**Page extract:**
The full human cost of Mexico'sbloody drug war during the last six years is only now becoming apparent. Nearly 70,000 people died and more than 26,000 went missing between 2006 and 2012. A scathing new report by Human Rights Watch casts substantial blame for the problem on the country's security forces, which it says have not only been implicated in many of the underlying crimes but have failed to adequately investigate claims by friends and family members of the victims. The result, the report says, is the "most severe crisis of enforced disappearances in Latin America in decades."

Human Rights Watch researchers looked into a few hundred cases and confirmed 149 examples of enforced disappearances by security forces. They described a pattern in which uniformed soldiers or police detain people without arrest orders or probable cause — at their homes, in front of family members, at checkpoints or in public settings. The arrests are almost never officially registered and the arrestees are not turned over to the prosecutor's office, as required by law. When relatives arrive to ask about the detainees, the report said, "they are told that the detentions never took place."

These are familiar allegations. But Human Rights Watch also shows how the authorities fail to follow up or investigate — declining to trace cellphones or obtain footage from security cameras or track the bank transactions of the disappeared.

**Your tasks:**
1. Repeat the stretch of the passage on Mexico's drug war from "Human Rights Watch researchers" through "of the disappeared.", word for word.
2. Go on with the passage on Mexico's drug war, picking up after its final sentence.

Items from a dataset
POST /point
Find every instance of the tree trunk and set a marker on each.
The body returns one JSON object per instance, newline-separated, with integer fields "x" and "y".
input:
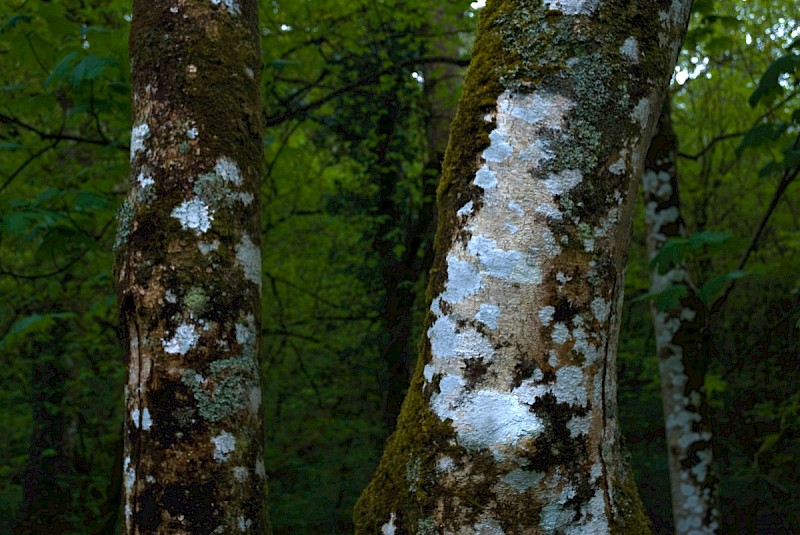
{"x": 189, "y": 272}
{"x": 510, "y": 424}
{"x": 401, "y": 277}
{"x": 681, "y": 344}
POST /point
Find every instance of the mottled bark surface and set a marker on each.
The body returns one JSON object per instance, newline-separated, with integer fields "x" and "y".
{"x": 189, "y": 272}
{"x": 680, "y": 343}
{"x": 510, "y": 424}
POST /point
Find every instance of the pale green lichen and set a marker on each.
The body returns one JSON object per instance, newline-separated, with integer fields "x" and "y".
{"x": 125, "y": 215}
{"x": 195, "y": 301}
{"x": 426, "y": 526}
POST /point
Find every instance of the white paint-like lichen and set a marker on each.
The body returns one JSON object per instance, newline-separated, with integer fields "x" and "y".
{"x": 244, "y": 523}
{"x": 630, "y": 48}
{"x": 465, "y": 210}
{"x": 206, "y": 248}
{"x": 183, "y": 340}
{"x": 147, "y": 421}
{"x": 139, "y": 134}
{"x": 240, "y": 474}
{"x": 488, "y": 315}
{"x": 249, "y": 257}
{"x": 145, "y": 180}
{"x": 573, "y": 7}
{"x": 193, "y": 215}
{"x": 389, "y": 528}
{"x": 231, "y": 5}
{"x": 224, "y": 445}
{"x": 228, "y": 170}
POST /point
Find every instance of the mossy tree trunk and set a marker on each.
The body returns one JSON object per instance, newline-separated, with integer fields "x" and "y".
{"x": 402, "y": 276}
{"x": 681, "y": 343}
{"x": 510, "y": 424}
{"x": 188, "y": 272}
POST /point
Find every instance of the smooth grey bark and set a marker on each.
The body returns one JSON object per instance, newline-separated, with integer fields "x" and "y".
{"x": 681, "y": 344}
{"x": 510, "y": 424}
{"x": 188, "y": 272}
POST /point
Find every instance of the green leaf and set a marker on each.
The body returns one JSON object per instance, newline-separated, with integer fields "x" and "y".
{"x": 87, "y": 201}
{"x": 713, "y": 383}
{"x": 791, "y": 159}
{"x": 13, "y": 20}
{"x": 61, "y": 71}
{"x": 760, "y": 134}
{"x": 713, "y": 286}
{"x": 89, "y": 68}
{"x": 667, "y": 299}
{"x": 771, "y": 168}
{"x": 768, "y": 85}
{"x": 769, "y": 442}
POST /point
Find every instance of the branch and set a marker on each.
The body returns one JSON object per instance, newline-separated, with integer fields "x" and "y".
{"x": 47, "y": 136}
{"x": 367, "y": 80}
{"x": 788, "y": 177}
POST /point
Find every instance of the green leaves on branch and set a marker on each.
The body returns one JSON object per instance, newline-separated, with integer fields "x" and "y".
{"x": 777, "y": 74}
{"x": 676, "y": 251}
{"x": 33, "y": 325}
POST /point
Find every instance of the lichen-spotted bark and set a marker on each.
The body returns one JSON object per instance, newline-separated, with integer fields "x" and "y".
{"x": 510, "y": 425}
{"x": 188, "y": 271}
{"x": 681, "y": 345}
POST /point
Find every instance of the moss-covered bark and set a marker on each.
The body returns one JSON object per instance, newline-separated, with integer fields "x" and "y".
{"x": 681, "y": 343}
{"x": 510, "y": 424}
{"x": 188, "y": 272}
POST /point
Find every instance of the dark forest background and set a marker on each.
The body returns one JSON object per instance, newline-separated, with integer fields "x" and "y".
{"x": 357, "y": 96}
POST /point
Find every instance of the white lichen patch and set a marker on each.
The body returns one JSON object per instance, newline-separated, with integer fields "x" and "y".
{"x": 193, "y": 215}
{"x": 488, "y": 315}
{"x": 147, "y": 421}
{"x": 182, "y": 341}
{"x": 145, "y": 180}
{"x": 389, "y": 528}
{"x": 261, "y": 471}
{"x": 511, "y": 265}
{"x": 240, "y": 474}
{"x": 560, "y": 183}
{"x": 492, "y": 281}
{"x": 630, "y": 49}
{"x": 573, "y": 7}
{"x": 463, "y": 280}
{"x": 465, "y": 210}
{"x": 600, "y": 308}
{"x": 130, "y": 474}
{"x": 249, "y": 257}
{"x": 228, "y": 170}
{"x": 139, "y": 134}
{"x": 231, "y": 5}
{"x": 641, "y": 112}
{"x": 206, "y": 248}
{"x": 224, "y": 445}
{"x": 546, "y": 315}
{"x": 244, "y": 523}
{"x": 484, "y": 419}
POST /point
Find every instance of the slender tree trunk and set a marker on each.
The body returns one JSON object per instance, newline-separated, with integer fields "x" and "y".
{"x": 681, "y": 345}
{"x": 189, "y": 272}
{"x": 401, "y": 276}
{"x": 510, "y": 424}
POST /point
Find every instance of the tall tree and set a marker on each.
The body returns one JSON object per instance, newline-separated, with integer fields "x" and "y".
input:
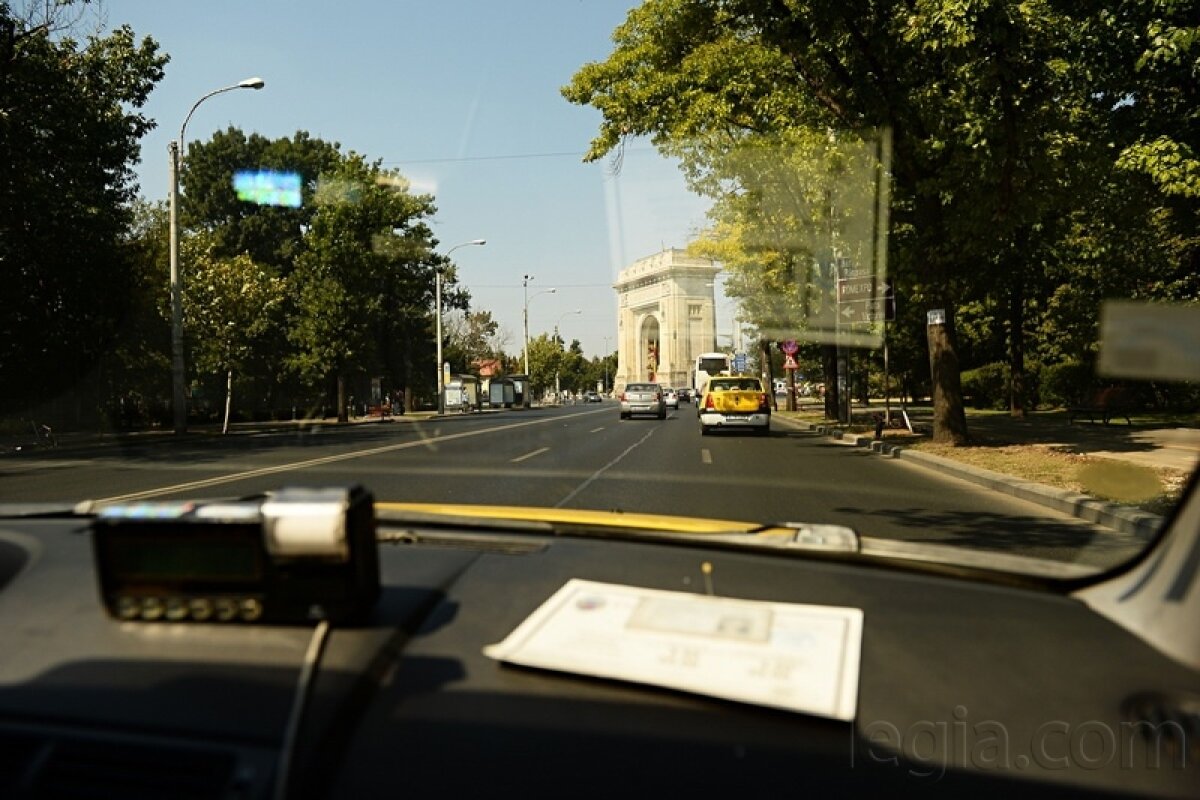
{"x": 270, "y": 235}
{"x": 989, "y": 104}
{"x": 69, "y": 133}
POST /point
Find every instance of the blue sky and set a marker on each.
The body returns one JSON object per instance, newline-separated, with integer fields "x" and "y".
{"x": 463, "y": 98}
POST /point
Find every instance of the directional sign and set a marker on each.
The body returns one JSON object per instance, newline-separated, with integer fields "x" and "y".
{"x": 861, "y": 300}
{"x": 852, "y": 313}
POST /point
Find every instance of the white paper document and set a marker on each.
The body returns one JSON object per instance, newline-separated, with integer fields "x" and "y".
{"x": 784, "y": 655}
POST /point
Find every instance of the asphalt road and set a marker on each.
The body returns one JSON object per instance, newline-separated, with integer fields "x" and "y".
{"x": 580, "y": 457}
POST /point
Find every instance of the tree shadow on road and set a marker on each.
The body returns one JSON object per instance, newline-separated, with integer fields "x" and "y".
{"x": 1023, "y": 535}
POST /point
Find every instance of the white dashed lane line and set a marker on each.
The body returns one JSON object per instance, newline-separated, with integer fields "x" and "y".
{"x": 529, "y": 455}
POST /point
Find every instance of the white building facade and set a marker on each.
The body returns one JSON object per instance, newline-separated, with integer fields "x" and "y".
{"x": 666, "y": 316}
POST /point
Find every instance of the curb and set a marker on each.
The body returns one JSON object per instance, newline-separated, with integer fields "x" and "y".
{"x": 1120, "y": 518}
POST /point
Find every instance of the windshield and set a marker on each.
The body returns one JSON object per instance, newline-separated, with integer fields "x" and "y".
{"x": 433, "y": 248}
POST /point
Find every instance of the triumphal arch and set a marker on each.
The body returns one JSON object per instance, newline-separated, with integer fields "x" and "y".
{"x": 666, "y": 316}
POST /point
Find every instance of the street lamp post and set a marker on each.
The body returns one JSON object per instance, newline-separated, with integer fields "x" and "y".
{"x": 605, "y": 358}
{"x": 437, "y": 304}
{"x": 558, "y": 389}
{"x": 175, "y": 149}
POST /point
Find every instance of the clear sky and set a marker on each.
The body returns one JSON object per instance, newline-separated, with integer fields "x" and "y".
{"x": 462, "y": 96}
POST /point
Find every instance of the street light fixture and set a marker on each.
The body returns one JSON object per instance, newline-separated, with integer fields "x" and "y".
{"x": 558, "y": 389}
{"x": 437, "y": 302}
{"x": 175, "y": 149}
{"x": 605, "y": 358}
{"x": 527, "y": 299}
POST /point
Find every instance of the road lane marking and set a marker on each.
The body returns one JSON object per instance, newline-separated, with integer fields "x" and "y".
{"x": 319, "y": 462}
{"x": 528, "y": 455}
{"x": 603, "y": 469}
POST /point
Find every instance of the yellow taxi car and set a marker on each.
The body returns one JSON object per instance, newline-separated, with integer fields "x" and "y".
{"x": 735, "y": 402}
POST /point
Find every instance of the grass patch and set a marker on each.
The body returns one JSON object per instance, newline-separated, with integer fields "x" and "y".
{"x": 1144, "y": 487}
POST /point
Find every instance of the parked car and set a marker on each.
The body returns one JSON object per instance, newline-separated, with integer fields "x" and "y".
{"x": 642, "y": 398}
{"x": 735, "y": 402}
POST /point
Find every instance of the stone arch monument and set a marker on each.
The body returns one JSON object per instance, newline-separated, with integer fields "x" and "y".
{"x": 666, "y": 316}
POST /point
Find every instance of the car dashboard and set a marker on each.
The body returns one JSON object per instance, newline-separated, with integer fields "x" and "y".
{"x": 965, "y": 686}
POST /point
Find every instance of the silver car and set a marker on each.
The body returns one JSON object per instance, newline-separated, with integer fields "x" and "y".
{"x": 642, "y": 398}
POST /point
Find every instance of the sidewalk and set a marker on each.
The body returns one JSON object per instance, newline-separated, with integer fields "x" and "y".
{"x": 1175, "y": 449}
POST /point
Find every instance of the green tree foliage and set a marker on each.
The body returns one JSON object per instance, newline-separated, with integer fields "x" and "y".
...
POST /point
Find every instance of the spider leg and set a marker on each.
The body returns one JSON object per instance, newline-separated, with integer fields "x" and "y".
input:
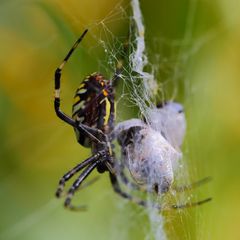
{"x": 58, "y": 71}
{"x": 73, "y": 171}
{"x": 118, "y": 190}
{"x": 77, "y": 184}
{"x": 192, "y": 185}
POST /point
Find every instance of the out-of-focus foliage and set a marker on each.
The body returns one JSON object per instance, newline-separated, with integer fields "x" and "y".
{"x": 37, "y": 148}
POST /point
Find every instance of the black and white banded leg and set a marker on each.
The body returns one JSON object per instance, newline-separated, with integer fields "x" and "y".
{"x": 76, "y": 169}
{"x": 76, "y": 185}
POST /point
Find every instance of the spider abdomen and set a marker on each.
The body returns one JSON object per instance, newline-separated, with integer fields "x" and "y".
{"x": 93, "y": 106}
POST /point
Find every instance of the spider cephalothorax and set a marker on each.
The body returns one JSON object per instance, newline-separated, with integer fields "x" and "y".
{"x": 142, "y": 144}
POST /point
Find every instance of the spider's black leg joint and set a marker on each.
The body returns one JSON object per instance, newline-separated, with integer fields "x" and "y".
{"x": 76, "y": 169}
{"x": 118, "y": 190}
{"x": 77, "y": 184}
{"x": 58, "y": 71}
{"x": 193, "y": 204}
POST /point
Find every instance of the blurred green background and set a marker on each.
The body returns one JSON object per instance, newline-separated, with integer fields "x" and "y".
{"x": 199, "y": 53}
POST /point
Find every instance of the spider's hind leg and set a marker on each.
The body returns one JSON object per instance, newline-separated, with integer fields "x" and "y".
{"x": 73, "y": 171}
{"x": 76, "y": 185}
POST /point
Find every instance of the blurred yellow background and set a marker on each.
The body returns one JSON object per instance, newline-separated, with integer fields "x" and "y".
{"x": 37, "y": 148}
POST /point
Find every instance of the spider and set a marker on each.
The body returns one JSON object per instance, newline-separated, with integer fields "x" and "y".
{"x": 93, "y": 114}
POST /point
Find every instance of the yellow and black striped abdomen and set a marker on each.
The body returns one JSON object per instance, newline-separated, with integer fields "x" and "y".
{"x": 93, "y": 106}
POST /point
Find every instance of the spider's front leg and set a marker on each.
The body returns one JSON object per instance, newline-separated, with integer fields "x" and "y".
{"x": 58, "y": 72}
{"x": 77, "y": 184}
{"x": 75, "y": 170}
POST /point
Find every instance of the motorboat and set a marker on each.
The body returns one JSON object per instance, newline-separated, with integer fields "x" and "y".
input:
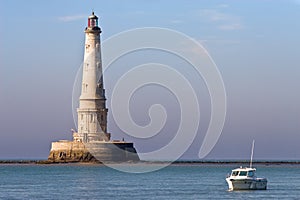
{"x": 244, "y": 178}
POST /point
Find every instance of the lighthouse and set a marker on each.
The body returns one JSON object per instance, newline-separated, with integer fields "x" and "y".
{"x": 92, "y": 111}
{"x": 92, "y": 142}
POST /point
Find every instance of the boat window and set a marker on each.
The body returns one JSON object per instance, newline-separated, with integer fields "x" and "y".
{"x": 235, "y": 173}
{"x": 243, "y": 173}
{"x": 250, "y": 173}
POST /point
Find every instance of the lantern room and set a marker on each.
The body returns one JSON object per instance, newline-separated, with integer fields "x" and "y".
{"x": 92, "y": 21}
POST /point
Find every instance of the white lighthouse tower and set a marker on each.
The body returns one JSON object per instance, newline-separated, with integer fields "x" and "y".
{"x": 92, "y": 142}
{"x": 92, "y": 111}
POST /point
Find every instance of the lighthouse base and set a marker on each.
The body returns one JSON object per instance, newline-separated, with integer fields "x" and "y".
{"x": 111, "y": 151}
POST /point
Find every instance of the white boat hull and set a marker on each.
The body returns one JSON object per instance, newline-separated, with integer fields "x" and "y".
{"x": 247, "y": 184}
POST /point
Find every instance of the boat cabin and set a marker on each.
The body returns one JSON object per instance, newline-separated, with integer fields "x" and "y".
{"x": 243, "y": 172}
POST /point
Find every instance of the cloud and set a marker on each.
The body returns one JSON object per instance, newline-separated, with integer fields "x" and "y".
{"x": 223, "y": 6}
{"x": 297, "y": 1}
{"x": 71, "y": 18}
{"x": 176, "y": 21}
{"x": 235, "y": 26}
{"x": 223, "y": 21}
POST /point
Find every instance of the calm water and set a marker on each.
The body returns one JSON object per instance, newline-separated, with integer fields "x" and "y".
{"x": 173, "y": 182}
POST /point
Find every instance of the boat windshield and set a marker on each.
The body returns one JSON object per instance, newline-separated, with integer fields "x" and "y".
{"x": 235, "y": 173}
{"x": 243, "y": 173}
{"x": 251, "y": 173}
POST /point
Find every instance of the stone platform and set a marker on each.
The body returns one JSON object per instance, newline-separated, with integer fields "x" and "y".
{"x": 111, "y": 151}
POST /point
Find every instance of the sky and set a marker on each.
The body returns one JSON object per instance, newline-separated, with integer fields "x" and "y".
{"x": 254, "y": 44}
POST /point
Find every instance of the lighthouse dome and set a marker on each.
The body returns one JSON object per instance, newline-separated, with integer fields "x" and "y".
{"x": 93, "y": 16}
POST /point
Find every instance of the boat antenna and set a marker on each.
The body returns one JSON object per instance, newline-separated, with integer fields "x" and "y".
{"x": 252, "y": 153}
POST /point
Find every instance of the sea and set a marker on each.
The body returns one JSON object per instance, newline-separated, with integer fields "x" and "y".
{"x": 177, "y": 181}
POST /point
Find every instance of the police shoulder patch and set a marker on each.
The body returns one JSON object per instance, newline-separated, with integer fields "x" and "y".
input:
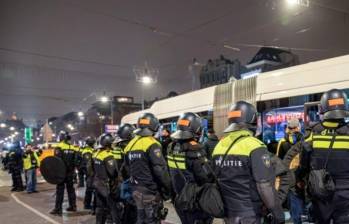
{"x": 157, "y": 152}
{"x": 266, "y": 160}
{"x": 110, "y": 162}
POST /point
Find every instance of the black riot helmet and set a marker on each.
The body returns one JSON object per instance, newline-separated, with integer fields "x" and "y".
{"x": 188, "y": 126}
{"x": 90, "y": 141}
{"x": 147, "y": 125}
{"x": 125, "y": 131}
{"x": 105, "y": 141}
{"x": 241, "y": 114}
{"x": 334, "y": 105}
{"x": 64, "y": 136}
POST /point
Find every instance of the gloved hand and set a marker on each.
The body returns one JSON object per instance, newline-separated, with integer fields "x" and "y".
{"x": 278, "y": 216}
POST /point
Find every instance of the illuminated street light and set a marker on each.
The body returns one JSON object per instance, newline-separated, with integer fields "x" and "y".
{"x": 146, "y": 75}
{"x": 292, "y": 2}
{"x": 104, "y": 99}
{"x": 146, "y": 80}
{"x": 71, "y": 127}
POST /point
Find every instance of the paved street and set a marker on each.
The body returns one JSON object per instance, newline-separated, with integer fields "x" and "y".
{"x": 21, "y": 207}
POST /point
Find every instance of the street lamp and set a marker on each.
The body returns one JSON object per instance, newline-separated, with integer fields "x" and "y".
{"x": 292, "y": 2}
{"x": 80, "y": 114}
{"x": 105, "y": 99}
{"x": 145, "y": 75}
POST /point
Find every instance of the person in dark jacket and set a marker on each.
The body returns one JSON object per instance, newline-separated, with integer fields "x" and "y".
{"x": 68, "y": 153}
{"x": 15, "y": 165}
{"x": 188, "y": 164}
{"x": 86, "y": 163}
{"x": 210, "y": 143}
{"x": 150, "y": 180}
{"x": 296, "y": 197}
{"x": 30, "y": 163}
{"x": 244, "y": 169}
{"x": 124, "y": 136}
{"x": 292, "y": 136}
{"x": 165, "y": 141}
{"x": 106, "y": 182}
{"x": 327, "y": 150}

**Solved tasks:**
1.
Human Rights Watch researchers looked into a few hundred cases and confirmed 149 examples of enforced disappearances by security forces. They described a pattern in which uniformed soldiers or police detain people without arrest orders or probable cause — at their homes, in front of family members, at checkpoints or in public settings. The arrests are almost never officially registered and the arrestees are not turned over to the prosecutor's office, as required by law. When relatives arrive to ask about the detainees, the report said, "they are told that the detentions never took place."

These are familiar allegations. But Human Rights Watch also shows how the authorities fail to follow up or investigate — declining to trace cellphones or obtain footage from security cameras or track the bank transactions of the disappeared.

2.
It now falls to President Enrique Peña Nieto to address the crisis of the disappeared. Clearly, there is no single solution to the problem of drug violence and impunity in Mexico; myriad reforms are needed. But a good and simple place for the new administration to begin is to create a central and accurate database of missing people and unidentified remains. Those records would provide an important resource for prosecutors, police and family members of those who are missing.

Until late last month, there was only an unofficial list of names, which has since become public. Before that, local authorities who received reports about disappearances could share information only by calling individual agencies in other states. Often, they simply failed to do so.

The list of missing persons is still too vague, often failing to include basic information such as age, height or even scars. The registry should be expanded to include a more comprehensive profile, including DNA samples of family members. That information could then be used to test against unidentified human remains, including those found in recent years in mass graves.

The United States has pledged nearly $2 billion in aid since 2007 to help Mexico fight a shared drug war. The Obama administration should encourage the new government to ensure that the database is up and running quickly, and that the disappearances are fully investigated.